» **WHAT TO DO**
Find the line containing "uniform shown in this photo." in the material below; copy that line and all following lines exactly.
##### RECORDS PROVIDED
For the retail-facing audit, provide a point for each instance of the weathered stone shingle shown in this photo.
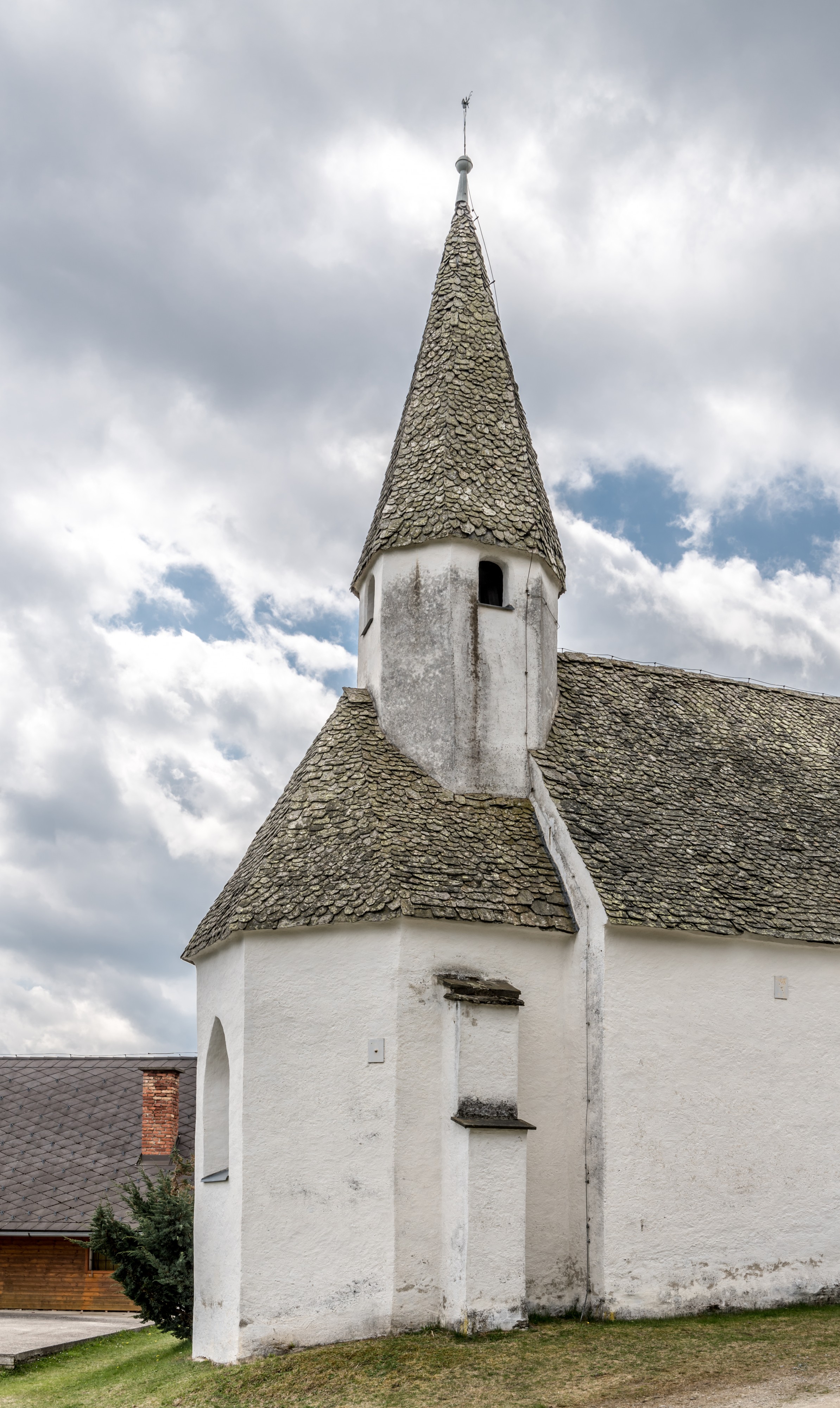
(364, 834)
(700, 803)
(463, 465)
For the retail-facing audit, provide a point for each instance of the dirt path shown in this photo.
(793, 1390)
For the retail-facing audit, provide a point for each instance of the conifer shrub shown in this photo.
(154, 1254)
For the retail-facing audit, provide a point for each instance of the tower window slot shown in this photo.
(369, 605)
(490, 585)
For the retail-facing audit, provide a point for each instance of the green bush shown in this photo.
(154, 1254)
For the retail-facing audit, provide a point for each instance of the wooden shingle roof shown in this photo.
(364, 834)
(71, 1131)
(700, 803)
(463, 465)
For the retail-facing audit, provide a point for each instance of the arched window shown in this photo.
(492, 582)
(217, 1088)
(369, 605)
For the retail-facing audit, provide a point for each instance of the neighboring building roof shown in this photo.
(463, 465)
(700, 803)
(364, 834)
(71, 1131)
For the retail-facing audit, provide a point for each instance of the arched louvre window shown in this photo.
(490, 585)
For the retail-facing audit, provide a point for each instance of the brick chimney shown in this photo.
(159, 1129)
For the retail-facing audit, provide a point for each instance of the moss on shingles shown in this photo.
(362, 834)
(700, 803)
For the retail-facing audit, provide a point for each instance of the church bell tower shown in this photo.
(462, 568)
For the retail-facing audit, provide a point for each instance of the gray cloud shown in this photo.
(219, 234)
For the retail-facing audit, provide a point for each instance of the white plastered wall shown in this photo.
(722, 1158)
(463, 689)
(342, 1172)
(219, 1206)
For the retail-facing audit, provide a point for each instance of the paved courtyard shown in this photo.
(31, 1334)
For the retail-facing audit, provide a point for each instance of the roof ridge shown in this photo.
(746, 682)
(463, 464)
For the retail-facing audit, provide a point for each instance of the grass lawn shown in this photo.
(554, 1364)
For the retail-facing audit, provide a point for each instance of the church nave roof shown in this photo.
(700, 803)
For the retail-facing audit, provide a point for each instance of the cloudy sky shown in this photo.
(220, 226)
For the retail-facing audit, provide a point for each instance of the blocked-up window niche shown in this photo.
(492, 585)
(216, 1105)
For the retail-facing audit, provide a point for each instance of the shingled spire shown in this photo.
(463, 465)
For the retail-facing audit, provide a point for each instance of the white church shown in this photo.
(527, 995)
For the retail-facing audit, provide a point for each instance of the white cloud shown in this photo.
(219, 239)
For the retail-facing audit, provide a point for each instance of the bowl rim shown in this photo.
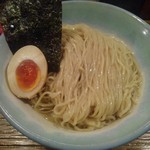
(43, 141)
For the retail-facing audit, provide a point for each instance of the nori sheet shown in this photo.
(34, 22)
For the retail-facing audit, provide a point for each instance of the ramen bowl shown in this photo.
(128, 27)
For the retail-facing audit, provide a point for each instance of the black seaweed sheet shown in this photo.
(36, 22)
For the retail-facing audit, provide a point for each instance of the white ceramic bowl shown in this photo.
(113, 20)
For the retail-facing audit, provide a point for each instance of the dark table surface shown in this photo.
(11, 139)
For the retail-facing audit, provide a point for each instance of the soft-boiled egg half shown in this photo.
(27, 71)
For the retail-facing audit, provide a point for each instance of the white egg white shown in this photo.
(27, 52)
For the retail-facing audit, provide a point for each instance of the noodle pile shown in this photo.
(99, 81)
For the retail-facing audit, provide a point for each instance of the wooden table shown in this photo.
(11, 139)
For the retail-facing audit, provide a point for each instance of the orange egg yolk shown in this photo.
(27, 75)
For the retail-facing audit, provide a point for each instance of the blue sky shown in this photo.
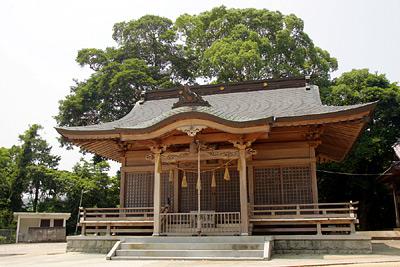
(40, 39)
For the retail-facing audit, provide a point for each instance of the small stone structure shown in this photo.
(40, 227)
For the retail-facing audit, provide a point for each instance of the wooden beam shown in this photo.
(122, 184)
(157, 193)
(313, 169)
(278, 162)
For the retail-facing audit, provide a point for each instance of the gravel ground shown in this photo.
(386, 253)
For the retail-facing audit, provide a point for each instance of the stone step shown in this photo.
(192, 253)
(193, 246)
(197, 239)
(185, 258)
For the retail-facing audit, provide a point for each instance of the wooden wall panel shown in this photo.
(283, 185)
(281, 151)
(139, 188)
(137, 158)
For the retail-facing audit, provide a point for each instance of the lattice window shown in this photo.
(267, 186)
(282, 185)
(296, 183)
(139, 188)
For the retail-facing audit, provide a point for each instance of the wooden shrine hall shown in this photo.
(224, 159)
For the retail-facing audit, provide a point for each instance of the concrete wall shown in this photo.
(300, 244)
(30, 231)
(24, 225)
(90, 244)
(46, 234)
(322, 245)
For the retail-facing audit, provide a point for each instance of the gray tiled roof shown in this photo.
(233, 107)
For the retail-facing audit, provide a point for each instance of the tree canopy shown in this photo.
(220, 45)
(31, 181)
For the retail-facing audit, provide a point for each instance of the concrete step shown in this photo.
(192, 253)
(193, 246)
(185, 258)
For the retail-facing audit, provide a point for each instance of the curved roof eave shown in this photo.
(116, 131)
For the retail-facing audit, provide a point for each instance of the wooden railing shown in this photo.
(95, 214)
(324, 210)
(314, 217)
(221, 223)
(116, 220)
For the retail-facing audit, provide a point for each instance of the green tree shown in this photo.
(372, 153)
(32, 160)
(7, 175)
(222, 45)
(229, 45)
(88, 179)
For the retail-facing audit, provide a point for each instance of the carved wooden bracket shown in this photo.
(226, 154)
(314, 133)
(192, 130)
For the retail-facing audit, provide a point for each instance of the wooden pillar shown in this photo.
(396, 207)
(122, 183)
(176, 190)
(157, 192)
(313, 170)
(18, 226)
(243, 191)
(250, 174)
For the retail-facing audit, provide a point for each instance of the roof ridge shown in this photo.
(226, 88)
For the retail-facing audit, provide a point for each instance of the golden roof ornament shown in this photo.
(189, 98)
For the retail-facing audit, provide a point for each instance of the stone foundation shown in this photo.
(325, 244)
(297, 244)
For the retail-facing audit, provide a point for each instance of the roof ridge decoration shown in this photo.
(189, 98)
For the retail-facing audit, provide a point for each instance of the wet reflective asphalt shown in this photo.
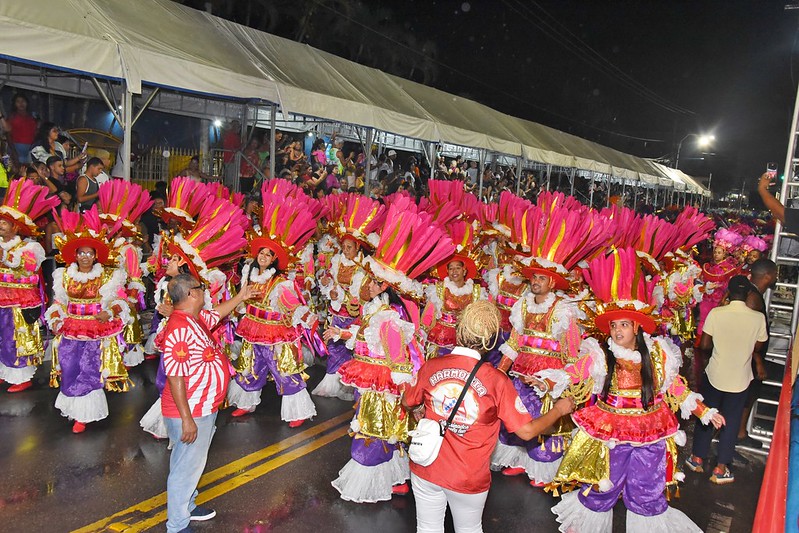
(261, 475)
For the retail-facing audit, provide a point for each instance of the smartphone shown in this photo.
(771, 169)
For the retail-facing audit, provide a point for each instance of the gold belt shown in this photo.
(8, 285)
(400, 367)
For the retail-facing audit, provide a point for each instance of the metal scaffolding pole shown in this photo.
(127, 128)
(370, 132)
(482, 171)
(272, 148)
(572, 177)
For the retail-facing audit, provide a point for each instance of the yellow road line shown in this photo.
(219, 473)
(244, 478)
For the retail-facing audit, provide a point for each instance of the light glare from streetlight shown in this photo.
(705, 140)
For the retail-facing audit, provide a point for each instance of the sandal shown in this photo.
(694, 464)
(722, 477)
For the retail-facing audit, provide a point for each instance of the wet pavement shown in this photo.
(261, 475)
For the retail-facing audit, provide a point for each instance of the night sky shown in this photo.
(634, 75)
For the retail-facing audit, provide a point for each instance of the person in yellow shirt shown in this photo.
(735, 334)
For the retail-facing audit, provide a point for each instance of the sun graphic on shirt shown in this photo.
(180, 351)
(445, 395)
(209, 354)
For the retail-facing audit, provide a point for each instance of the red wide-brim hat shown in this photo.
(603, 321)
(561, 283)
(468, 264)
(24, 225)
(70, 249)
(176, 249)
(184, 220)
(281, 256)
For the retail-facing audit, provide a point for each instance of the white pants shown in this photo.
(431, 506)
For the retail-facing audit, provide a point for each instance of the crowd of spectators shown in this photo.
(41, 151)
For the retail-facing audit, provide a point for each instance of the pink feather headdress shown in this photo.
(727, 239)
(444, 191)
(85, 231)
(218, 190)
(282, 187)
(410, 244)
(287, 223)
(511, 221)
(560, 237)
(216, 239)
(753, 242)
(355, 216)
(25, 203)
(186, 199)
(621, 289)
(125, 201)
(408, 201)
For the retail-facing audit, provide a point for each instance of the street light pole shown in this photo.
(704, 140)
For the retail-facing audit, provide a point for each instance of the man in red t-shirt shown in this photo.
(198, 373)
(460, 475)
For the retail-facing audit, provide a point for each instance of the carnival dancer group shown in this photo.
(596, 306)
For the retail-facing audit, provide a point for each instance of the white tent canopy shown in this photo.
(164, 44)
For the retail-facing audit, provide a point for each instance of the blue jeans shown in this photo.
(186, 465)
(731, 405)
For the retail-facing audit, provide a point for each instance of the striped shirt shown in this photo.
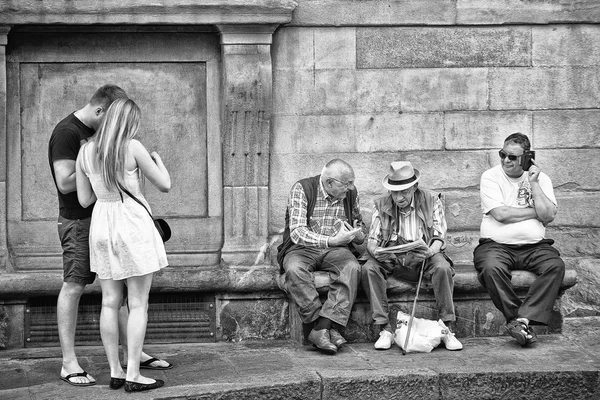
(411, 227)
(324, 221)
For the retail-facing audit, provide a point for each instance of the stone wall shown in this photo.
(442, 83)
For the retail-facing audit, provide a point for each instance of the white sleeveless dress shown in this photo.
(123, 239)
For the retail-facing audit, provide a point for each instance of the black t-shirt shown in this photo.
(64, 144)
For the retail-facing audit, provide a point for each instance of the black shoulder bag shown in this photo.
(161, 225)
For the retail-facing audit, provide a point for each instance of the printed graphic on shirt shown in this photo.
(524, 197)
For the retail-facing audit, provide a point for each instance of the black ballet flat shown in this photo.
(138, 387)
(116, 383)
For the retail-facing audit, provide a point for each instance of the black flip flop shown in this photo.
(146, 364)
(83, 374)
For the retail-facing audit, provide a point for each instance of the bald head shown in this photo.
(337, 178)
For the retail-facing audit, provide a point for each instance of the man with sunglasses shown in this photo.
(517, 206)
(322, 224)
(407, 214)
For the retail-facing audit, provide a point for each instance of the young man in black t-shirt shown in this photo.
(73, 228)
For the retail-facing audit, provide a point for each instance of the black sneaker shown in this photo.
(521, 331)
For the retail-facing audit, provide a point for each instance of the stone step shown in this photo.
(558, 366)
(476, 314)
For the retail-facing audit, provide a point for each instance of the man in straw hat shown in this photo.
(406, 214)
(323, 222)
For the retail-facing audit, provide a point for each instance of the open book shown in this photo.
(404, 248)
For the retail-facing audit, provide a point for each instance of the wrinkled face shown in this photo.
(403, 198)
(512, 167)
(339, 186)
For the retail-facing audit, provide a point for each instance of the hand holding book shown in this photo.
(416, 246)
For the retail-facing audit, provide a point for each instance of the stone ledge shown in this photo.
(144, 12)
(175, 280)
(465, 280)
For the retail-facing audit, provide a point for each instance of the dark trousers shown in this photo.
(299, 264)
(494, 263)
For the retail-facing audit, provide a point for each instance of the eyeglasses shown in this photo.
(511, 157)
(405, 192)
(346, 185)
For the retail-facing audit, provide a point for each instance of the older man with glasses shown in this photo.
(518, 202)
(407, 214)
(322, 224)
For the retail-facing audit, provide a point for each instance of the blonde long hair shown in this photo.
(121, 124)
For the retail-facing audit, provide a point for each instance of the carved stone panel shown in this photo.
(53, 75)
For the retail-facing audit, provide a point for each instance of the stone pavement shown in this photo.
(565, 366)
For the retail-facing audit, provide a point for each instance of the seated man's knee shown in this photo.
(371, 267)
(557, 267)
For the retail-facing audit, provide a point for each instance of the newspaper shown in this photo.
(404, 248)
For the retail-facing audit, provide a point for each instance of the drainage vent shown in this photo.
(172, 318)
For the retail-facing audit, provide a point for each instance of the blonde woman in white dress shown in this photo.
(125, 247)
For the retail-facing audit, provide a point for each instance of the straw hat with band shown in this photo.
(402, 175)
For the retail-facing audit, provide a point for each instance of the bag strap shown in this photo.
(128, 193)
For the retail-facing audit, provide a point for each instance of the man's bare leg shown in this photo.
(123, 316)
(66, 310)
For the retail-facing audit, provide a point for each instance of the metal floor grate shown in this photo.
(172, 318)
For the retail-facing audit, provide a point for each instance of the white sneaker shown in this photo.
(385, 340)
(449, 339)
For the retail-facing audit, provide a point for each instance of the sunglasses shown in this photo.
(511, 157)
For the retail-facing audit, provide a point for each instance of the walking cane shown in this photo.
(412, 314)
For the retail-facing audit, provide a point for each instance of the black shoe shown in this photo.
(322, 341)
(138, 387)
(116, 383)
(336, 338)
(521, 331)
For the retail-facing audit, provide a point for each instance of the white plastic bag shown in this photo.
(425, 334)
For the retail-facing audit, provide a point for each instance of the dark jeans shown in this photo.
(494, 263)
(74, 237)
(343, 268)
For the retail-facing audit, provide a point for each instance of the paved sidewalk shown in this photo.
(565, 366)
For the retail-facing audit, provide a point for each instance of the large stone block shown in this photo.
(357, 133)
(399, 132)
(574, 209)
(584, 298)
(293, 91)
(571, 169)
(483, 129)
(544, 88)
(394, 47)
(566, 45)
(381, 12)
(559, 128)
(463, 209)
(335, 48)
(532, 11)
(575, 242)
(341, 91)
(252, 316)
(446, 89)
(293, 48)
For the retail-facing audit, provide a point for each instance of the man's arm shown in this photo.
(85, 193)
(440, 227)
(544, 207)
(509, 215)
(300, 232)
(357, 222)
(64, 171)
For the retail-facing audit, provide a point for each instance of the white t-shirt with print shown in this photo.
(498, 189)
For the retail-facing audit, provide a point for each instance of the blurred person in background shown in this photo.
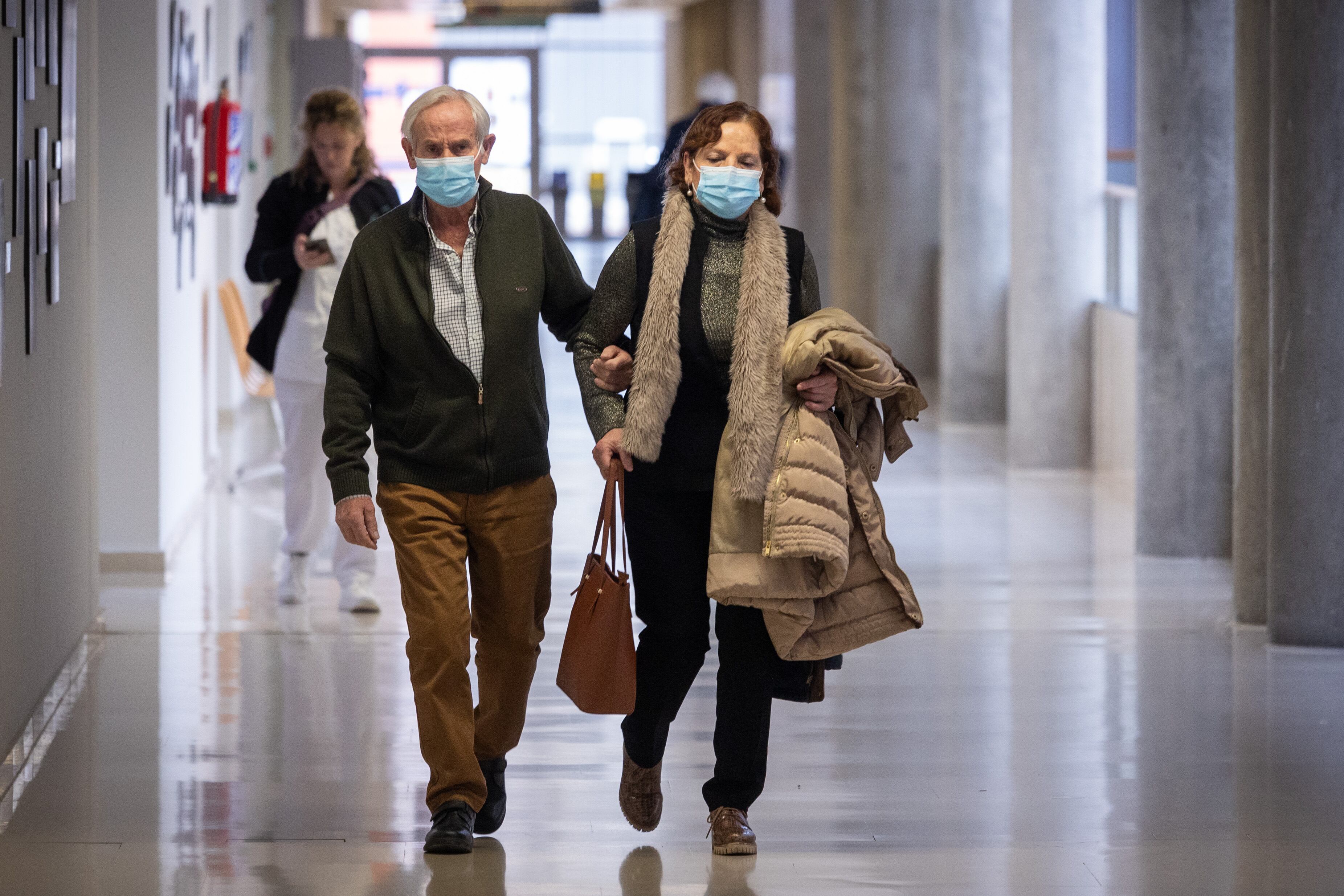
(714, 89)
(306, 225)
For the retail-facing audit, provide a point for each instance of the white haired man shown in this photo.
(433, 342)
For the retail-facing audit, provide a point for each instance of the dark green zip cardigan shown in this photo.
(389, 366)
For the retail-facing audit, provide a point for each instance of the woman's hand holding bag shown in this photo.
(597, 662)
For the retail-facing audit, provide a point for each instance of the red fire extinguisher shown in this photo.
(224, 121)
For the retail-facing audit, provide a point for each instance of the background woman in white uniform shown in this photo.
(306, 225)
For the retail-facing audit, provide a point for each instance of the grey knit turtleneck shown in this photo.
(613, 307)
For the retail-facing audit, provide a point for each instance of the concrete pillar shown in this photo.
(1058, 224)
(975, 131)
(812, 134)
(904, 162)
(1186, 295)
(777, 84)
(1250, 410)
(850, 162)
(1307, 244)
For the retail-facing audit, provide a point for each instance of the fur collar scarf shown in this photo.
(756, 397)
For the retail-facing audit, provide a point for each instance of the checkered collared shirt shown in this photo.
(457, 299)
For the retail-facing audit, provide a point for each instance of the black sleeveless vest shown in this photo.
(701, 410)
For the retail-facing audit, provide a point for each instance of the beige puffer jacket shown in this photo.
(815, 555)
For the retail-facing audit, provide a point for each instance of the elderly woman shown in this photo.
(703, 289)
(306, 225)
##########
» **EXERCISE RESULT**
For the retail-facing audit, provide a point for each instance of the background woman in white uniform shown in this photo.
(306, 225)
For the retail-facing audit, provide a point for each instance of the grey knit turtleneck shown in this photo.
(613, 307)
For the retail-facing audit, provide a point for each instance of the concrete pillar shown in this photo.
(1058, 224)
(975, 131)
(812, 134)
(904, 162)
(1186, 295)
(777, 84)
(1250, 410)
(850, 162)
(1307, 244)
For the retail-facing audit, provide a point for each instance of the fur collar scarf shown in this photo.
(756, 397)
For the retail-facing audit, provide a point for each instance of the checkered collared shirt shown in this photo.
(457, 299)
For the retail-facing audit, provide a point for each instance of the black sleeveless vest shown in this photo.
(701, 410)
For the retail-facing audit, provide a point for each instance of the beige puffer jacket shown in this photo.
(815, 555)
For the retail-facing audit, provide a point for each instance of the elderly woman shown in this photo.
(703, 289)
(306, 225)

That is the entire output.